• **EXERCISE BRIEF**: The expected output is every entry that follows, reproduced exactly.

• **RECORD EXTRACTS**:
^^^^^^^^

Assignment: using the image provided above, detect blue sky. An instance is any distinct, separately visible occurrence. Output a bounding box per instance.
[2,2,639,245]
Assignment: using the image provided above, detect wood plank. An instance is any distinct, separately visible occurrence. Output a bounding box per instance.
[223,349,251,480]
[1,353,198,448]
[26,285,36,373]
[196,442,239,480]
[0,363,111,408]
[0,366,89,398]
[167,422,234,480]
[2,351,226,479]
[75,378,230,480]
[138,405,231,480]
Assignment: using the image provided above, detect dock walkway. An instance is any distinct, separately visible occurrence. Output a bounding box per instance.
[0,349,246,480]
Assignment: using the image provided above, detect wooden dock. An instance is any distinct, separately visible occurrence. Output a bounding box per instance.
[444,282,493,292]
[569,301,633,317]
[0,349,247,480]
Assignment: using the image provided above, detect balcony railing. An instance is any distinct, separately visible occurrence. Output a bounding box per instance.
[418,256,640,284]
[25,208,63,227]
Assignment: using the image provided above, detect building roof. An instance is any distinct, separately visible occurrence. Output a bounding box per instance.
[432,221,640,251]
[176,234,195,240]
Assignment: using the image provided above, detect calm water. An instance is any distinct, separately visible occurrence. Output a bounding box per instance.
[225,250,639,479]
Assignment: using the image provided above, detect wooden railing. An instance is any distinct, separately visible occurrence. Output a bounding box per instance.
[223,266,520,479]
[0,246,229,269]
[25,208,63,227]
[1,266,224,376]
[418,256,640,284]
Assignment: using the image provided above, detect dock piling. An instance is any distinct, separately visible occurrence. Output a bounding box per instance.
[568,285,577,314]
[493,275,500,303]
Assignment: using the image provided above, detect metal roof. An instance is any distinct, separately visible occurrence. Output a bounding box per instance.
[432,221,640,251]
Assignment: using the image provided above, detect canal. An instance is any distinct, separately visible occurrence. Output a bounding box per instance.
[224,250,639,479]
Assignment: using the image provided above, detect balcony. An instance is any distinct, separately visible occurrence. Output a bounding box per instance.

^^^^^^^^

• **TASK OUTPUT**:
Assignment: using the image provided above, detect blue sky. An instance is any distinct, separately visible occurrence. Output a bounding box per instance.
[2,2,639,245]
Assignment: using the image provided above, detect wood plank. An instance is any distinct, separately visible occurrence. Output a bounding box per instance.
[223,349,251,480]
[1,353,198,448]
[26,285,36,373]
[196,442,239,480]
[0,363,111,408]
[0,366,89,398]
[167,422,234,480]
[2,351,226,479]
[75,378,230,480]
[138,405,231,480]
Assignment: using the image provided above, detect dock walkway. An instance is any distinct, separately visible occurrence. Output a bounding box per instance.
[0,349,246,480]
Assignment: using the image provided above, detect wooden dock. An instance is any distinct, separately visible occurrence. Output a bounding box per instance.
[444,282,493,292]
[569,301,633,317]
[0,349,247,480]
Assignment: using the image provided above, detect balcony railing. An instance is any distinct, separately visible occurrence. Output a bounding box per instance.
[418,256,640,284]
[25,208,63,227]
Assignment: using the image provided above, detect building roof. An instance is any distinct, separately visible occurrence. Output a bounding box per instance.
[432,221,640,251]
[176,234,195,240]
Assignment: using the image provided above, detect calm water. An instance is any distinct, separately visible occurrence. Output a bounding box per instance.
[225,250,639,479]
Assignment: using the image provided above, detect wooden railing. An instance is any distinct, separately visible occurrence. Output a bounding box per instance.
[223,266,520,479]
[0,246,229,269]
[25,208,63,227]
[1,266,224,376]
[418,256,640,284]
Assignment: using the image provided above, detect dock piling. An instance is any distinct, separately visible occurrence. Output a bounding box per instance.
[568,285,577,314]
[493,275,500,303]
Assignment: using the image provided above, detect metal roof. An instance is any distinct, separately visible occurrence. Output a bounding box per instance.
[432,221,640,251]
Assignment: using the image provided above, detect canal. An instance is any distinct, separately visible occurrence. Output a bounding box per instance.
[224,250,639,479]
Assignment: using the image provided above, detect balcony. An instance is any distinct, separately visible occurrence. Output a bounding box per instance.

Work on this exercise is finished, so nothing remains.